BEGIN EXTRACT
House of Commons Hansard #42 of the 35th Parliament, 1st Session. (The original version is on Parliament's site.) The word of the day was children.

Topics

The Rankin Family
Statements By Members

2:05 p.m.

Liberal

Francis Leblanc Cape Breton Highlands—Canso, NS

Mr. Speaker, five sons and daughters of Mabou, Nova Scotia made their family and their community proud at last Sunday's Juno Awards in Toronto.

The Rankin Family brought home four Junos including entertainer of the year, group of the year, country group of the year and single of the year.

Combining beautiful harmonies and energetic step dancing, the Rankins have gained international acclaim performing their unique brand of Celtic music across Canada and around the world. They are part of the thriving musical culture in eastern Nova Scotia that has its roots in Canada's Scottish heritage.

We in eastern Nova Scotia are proud to share this rich cultural heritage with the rest of Canada. We could have no better ambassadors than the Rankin Family.

Human Rights
Statements By Members

March 22nd, 1994 / 2:05 p.m.

Bloc

Réal Ménard Hochelaga—Maisonneuve, QC

Mr. Speaker, the Prime minister, the Minister of Foreign Affairs and the Minister of International Trade have told us: "Human rights are no longer tied to trade" and business sense.

The Liberals had promised a more "we'll go it alone" Canadian foreign policy, one more in line with Lester B. Pearson's vision. Let the naïve think again! The Liberal government is sending the way of the trash heap a long-standing tradition of defending human rights, reducing Canada to the condition of petty trading nation without any vision, or heart or soul.
END EXTRACT
BEGIN DATASET ENTRIES
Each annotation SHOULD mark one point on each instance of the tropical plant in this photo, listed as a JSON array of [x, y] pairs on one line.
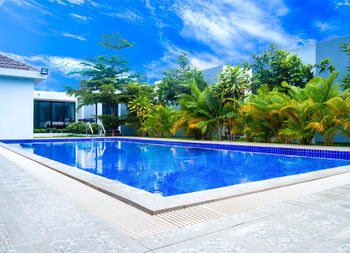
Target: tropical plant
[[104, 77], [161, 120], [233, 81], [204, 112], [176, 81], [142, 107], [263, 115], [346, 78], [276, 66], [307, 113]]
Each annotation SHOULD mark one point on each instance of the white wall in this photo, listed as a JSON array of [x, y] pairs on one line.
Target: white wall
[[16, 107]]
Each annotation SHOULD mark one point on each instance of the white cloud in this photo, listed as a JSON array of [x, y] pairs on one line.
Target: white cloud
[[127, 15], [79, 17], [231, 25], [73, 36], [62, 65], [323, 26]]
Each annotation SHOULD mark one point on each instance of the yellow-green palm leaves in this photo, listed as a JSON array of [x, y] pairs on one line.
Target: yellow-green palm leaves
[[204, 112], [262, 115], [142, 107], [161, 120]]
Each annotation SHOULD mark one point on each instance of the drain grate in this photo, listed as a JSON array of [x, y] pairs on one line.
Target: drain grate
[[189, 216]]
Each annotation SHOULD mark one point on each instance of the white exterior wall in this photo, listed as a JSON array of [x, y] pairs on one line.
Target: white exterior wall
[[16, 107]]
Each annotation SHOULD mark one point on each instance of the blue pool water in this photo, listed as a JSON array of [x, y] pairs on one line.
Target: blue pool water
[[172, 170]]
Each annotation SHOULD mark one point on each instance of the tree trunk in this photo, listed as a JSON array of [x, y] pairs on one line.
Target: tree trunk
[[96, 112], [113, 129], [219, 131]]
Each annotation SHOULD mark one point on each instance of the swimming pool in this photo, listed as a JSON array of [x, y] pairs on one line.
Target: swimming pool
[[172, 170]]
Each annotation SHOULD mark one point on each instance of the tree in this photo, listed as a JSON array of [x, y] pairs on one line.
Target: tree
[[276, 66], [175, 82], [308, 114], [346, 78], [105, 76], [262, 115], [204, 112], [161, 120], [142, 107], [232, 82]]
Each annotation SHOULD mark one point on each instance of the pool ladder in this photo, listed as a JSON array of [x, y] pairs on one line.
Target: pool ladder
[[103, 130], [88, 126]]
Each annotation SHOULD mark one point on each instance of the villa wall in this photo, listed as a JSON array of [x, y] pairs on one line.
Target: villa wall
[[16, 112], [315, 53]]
END DATASET ENTRIES
Retype the Hansard excerpt word for word, from "We in eastern" up to and including "heart or soul.". The data has no connection to the Hansard excerpt.

**ANSWER TO THE PROBLEM:**
We in eastern Nova Scotia are proud to share this rich cultural heritage with the rest of Canada. We could have no better ambassadors than the Rankin Family.

Human Rights
Statements By Members

March 22nd, 1994 / 2:05 p.m.

Bloc

Réal Ménard Hochelaga—Maisonneuve, QC

Mr. Speaker, the Prime minister, the Minister of Foreign Affairs and the Minister of International Trade have told us: "Human rights are no longer tied to trade" and business sense.

The Liberals had promised a more "we'll go it alone" Canadian foreign policy, one more in line with Lester B. Pearson's vision. Let the naïve think again! The Liberal government is sending the way of the trash heap a long-standing tradition of defending human rights, reducing Canada to the condition of petty trading nation without any vision, or heart or soul.